Exercício ▸
Prolongue o texto sobre o percurso profissional de Carlos Mineiro Aires, começando logo após a última frase apresentada.

Texto selecionado ▸

Foi técnico e diretor do Gabinete de Saneamento Básico da Costa do Estoril, presidente do conselho de administração da SIMTEJO, grupo Águas de Portugal, empresa de saneamento da região de Lisboa. Entretanto foi convidado para assumir a função de presidente do conselho de administração da Metropolitano de Lisboa. Em 2006 voltou a Setúbal assumindo o cargo de presidente da comissão executiva do conselho de administração da SIMARSUL, também do grupo Águas de Portugal. Nessa época Carlos Mineiro Aires já era presidente do conselho diretivo da região sul da Ordem dos Engenheiros, tendo depois sido eleito bastonário por duas vezes, exercendo o cargo de 2016 a 2022.

(Descrições de regiões em linguagem natural)
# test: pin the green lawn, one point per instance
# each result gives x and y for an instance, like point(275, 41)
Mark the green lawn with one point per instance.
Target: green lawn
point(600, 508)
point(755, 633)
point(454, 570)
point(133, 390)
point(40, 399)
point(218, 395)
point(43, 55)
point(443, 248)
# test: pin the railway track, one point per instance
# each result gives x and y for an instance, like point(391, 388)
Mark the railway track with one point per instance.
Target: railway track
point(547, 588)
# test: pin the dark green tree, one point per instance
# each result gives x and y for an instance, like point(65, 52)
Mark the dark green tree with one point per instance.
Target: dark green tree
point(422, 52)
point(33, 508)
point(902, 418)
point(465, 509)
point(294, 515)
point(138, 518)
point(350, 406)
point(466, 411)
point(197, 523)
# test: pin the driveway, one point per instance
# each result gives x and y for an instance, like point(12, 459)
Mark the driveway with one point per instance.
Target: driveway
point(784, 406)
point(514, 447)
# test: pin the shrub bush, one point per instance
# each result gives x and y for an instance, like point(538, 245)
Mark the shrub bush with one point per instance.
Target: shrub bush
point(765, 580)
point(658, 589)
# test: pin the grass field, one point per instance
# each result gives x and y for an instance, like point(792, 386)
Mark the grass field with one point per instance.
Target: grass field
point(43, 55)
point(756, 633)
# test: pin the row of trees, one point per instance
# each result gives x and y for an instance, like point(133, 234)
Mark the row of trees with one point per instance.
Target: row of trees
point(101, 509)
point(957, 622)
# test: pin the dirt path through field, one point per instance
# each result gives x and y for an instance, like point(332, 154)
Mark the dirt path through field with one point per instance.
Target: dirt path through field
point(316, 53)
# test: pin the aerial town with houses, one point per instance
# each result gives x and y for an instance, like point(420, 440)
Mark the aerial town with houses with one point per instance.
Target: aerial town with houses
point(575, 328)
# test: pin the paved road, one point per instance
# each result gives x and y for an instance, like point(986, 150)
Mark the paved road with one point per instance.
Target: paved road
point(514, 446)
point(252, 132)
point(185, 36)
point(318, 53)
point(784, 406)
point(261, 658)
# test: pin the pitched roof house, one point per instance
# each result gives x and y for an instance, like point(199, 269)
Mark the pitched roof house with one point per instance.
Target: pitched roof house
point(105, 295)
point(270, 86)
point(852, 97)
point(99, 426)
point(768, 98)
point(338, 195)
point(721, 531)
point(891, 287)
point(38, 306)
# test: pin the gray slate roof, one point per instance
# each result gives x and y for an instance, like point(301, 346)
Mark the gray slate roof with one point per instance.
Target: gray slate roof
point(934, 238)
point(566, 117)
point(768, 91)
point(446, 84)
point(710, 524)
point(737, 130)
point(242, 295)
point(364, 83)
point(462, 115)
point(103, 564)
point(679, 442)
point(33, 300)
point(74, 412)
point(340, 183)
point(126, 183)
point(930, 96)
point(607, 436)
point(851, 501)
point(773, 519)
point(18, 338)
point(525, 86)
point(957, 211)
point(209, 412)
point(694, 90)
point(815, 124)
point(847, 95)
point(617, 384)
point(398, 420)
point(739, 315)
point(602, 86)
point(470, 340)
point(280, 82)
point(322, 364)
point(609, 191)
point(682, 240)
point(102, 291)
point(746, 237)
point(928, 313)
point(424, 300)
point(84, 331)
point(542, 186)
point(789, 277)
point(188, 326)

Resultado do exercício ▸
Depois recebeu o convite do Governo para presidir ao Conselho Superior de Obras Públicas, o que o deixou surpreendido. “Nunca fui propriamente mole, e como bastonário até era conhecido pela assertividade das coisas que dizia, mas para surpresa minha convidaram-me para presidente do Conselho Superior de Obras Públicas, onde estou hoje, como aposentado, não recebo nada, uma coisa de que me orgulho muito, porque prefiro ter a minha liberdade do que estar a dizer que me pagam”, afirma.

Mas é uma situação que considera “injusta, porque no privado isso não se passaria”, ou seja, ter de abdicar da reforma para receber uma remuneração pelo cargo que desempenha. “Mas quem corre por gosto não cansa e eu gosto muito do que faço e para mim foi prestigiante o convite”, acrescenta o engenheiro.

Cerimónia de homenagem ao engenheiro Carlos Mineiro Aires, em Dornes, Ferreira do Zêzere. Créditos: Ordem dos Engenheiros, Região Sul, Santarém

Carlos Mineiro Aires foi homenageado pela Ordem dos Engenheiros (Região Sul/ Santarém), naquele que foi o Dia Distrital do Engenheiro, no passado sábado, 15 de outubro, em Dornes, Ferreira do Zêzere.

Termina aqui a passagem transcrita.